■ **Kaynak**:

━━━━

Temel Kavramlar
Sıfır Hatalı Yazılım Kavramı
Genel bir bakış açısıyla, her ne şekilde olursa olsun kullanıcı ihtiyaçlarını karşılamayan yazılım hatalı olarak değerlendirilebilir. Bu durum aşağıdaki sebeplerin biri ya da hepsinin bir araya gelmesiyle oluşabilir:
- Yazılım içinde kodlama hataları bulunmaktadır ve yazılım yapması gereken işlemleri yaparken hata vermekte ya da hatalı çıktılar üretmektedir.
- Yazılımın bir parçası olduğu gerçek hayat sistemi -sosyal sistem- doğru bir biçimde analiz edilmediği için geliştirilen yazılım bu sosyal sistemdeki işlemleri desteklemek yerine bu işlemlerin yapılmasını zorlaştırmakta ya da engellemektedir.
Sıfır Hatalı Yazılım kavramı bir ideal durumu simgelemektedir. Sıfır Hatalı Yazılım ideal durumuna yaklaşmak isteyen bir kişi yukarıda belirtilen iki farklı hata grubunda oluşabilecek hataların önüne geçebilmelidir.
Birinci grup hatalar, çalışma zamanı hataları, başka bir deyişle "bug"lardır. Yazılımlar bilgisayar komut satırlarının belli bir düzen ve belli bir sıra ile ard arda dizilmesi ile oluşurlar. Her bir komut satırında belli bir hata olasılığı olduğu varsayılırsa, komut satır sayısı arttıkça hata olasılığı da artacaktır. Tam tersine, hata oluşabilecek komut satırlarının sayısını düşürmek de hata olasılığını düşürecektir. Yeniden kullanılabilir kaynak kod kütüphaneleri, kaynak kod üreteçleri, bulutta hizmet veren ve yazılımın yapacağı faaliyetlerin bir bölümünü üstlenen çevrimiçi hizmetler, geliştirilmekte olan yazılımın kaynak kod satır sayısını düşürebileceği için birinci tip hataların oluşma olasılığını düşürebilecektir.

━━━━

■ **Kaynak malzeme**:
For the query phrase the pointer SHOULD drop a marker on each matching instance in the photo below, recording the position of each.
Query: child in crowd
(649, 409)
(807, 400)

━━━━

■ **Görev A**:
Sıfır hatalı yazılım metnine göre şu soruları yanıtlayın:
(i) Sıfır Hatalı Yazılım kavramı neyi simgelemektedir?
(ii) Birinci grup hatalara başka bir deyişle ne ad verilmektedir?
(iii) Komut satır sayısı arttıkça hata olasılığına ne olur?
■ **Görev B**: Sıfır hatalı yazılım metninde "- Yazılımın bir" sözcüklerinin geçtiği yerden başlayın ve "hataların önüne geçebilmelidir." sözcüklerinden sonra durarak o kısmı hiç değiştirmeden yazıya geçirin.
■ **Görev C**: Sıfır hatalı yazılım metnini, gösterilen son cümleden sonra gelecek şekilde sürdürerek yazın.
Malzeme başka bir kaynaktan alınmıştır.

■ **Alıştırma çıktısı A**:
(i) Bir ideal durumu simgelemektedir.
(ii) "Bug"lar denmektedir; bunlar çalışma zamanı hatalarıdır.
(iii) Hata olasılığı da artar.

■ **Alıştırma çıktısı B**:
- Yazılımın bir parçası olduğu gerçek hayat sistemi -sosyal sistem- doğru bir biçimde analiz edilmediği için geliştirilen yazılım bu sosyal sistemdeki işlemleri desteklemek yerine bu işlemlerin yapılmasını zorlaştırmakta ya da engellemektedir.
Sıfır Hatalı Yazılım kavramı bir ideal durumu simgelemektedir. Sıfır Hatalı Yazılım ideal durumuna yaklaşmak isteyen bir kişi yukarıda belirtilen iki farklı hata grubunda oluşabilecek hataların önüne geçebilmelidir.

■ **Alıştırma çıktısı C**:
İkinci tip hatalar ise tasarım zamanı hataları olarak ifade edilebilir. Yazılımın bir parçası olacağı gerçek hayat sistemininin -sosyal sistem- süreçlerinin, paydaşlarının ve gereklerinin analizi aşamasında oluşan hatalardır. Gerçek hayat sistemlerinin analizi aşamasında analizi yapan kişinin tecrübesi ve bilgi birikimi ikinci tip hataların önlenmesi açısından büyük bir önem taşımaktadır. Ancak deneyim ve bilgi birikimi sınırlı kişiler tarafından da deneme-yanılma ile bu hataların giderilmesi zaman içerisinde sağlanabilmektedir. Deneme-yanılma metodu her durum için uygun değildir. Bununla birlikte deneme-yanılma metodu yanılma maliyetinin/süresinin düşük olması durumunda anlamlı bir seçenek niteliğine kavuşabilmektedir. Bu noktada, kaynak kod üreteçleri bu deneme-yanılma sürecinde yanılma maliyetinin/süresinin düşürülmesinde kullanılabilir.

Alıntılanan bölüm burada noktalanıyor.